::: DOKUMENTTEXT

Kritik des Spitzenverbandes
DER MITTELSTANDSVERBUND hat bereits im Vorfeld erhebliche Kritik an den Vorschlägen der Kommission geäußert. „Abgesehen von den Kosten- und Bußgeldrisiken bleibt unverständlich, warum die Kommission die Mitgliedstaaten nicht stärker in die Pflicht nehmen möchte“, erklärt Tim Geier, Leiter des MITTELSTANDSVERBUND-Büros in Brüssel. Diese verfügen über umfassende Informationen der in ihrem Gebiet tätigen Unternehmen. Eine Verbesserung des Informationsaustauschs öffentlicher Stellen im Binnenmarkt wäre damit eine für Unternehmen kostenneutrale Alternative.
Sicherlich: Ein Vorschlag hin zu mehr Verpflichtungen der Mitgliedstaaten könnte im Rat der EU grandios scheitern. Es ist jedoch auch Aufgabe dieser – selbsternannt politischen – Kommission, im Dialog mit den Mitgliedstaaten zu einer Lösung zu kommen, die den eigentlichen Träger des wirtschaftlichen Erfolgs der EU – den Unternehmen – keine neuen Belastungen auferlegt.
Vereinbarkeit mit EU-Grundrecht bleibt offen
Auch rechtsstaatlich bestehen erhebliche Bedenken hinsichtlich der Vereinbarkeit dieses Vorschlags mit dem EU-Grundrecht der unternehmerischen Freiheit. Es stellt sich die Frage, wie Unternehmen zukünftig gegen ein Auskunftsverlangen der EU-Kommission vorgehen können. Denn Rechtsbehelfe diesbezüglich enthält der neue Vorschlag nicht. Zwar besteht die Möglichkeit, das Auskunftsverlangen vor dem EuGH anzufechten, das damit verbundene Kostenrisiko dürfte jedoch erheblich sein.
Unternehmen werden sich scheuen, diesen für sie völlig unbekannten Rechtsweg zu beschreiten. Eine effektive Überprüfung des Kommissions-Auskunftsverlangens wird daher verhindert.
Noch steht das Gesetzgebungsverfahren am Anfang. Dennoch wird DER MITTELSTANDSVERBUND frühzeitig in die politische Diskussion mit Rat und Parlament eintreten, um Schlimmeres zu verhindern.

::::::
::: GEZEIGTES MATERIAL

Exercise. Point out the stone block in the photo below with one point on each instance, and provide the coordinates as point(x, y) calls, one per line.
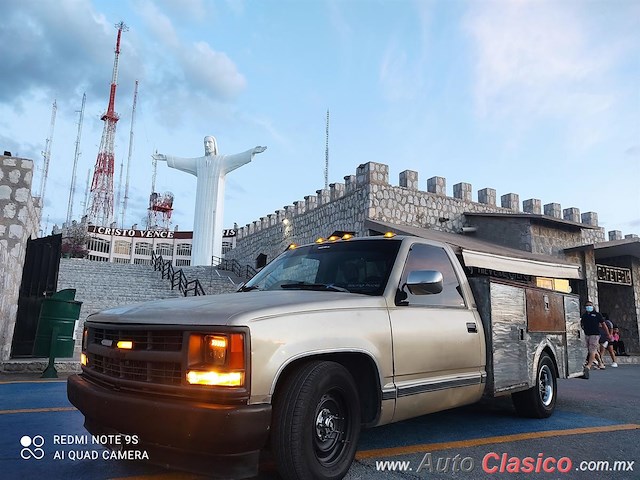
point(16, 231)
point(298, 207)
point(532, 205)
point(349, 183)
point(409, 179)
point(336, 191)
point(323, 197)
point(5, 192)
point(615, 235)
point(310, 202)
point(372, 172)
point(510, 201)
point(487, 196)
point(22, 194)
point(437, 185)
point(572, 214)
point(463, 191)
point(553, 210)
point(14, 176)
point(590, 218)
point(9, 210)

::::::

◆ **KURZAUFGABE**:
Aktualisiere im Dokumenttext alles von „Unternehmen werden sich“ bis hinunter zu „Schlimmeres zu verhindern.“ und setze dabei „Klageweg“ an die Stelle von „Rechtsweg“.

◆ **ERLEDIGTE AUFGABE**:
Unternehmen werden sich scheuen, diesen für sie völlig unbekannten Klageweg zu beschreiten. Eine effektive Überprüfung des Kommissions-Auskunftsverlangens wird daher verhindert.
Noch steht das Gesetzgebungsverfahren am Anfang. Dennoch wird DER MITTELSTANDSVERBUND frühzeitig in die politische Diskussion mit Rat und Parlament eintreten, um Schlimmeres zu verhindern.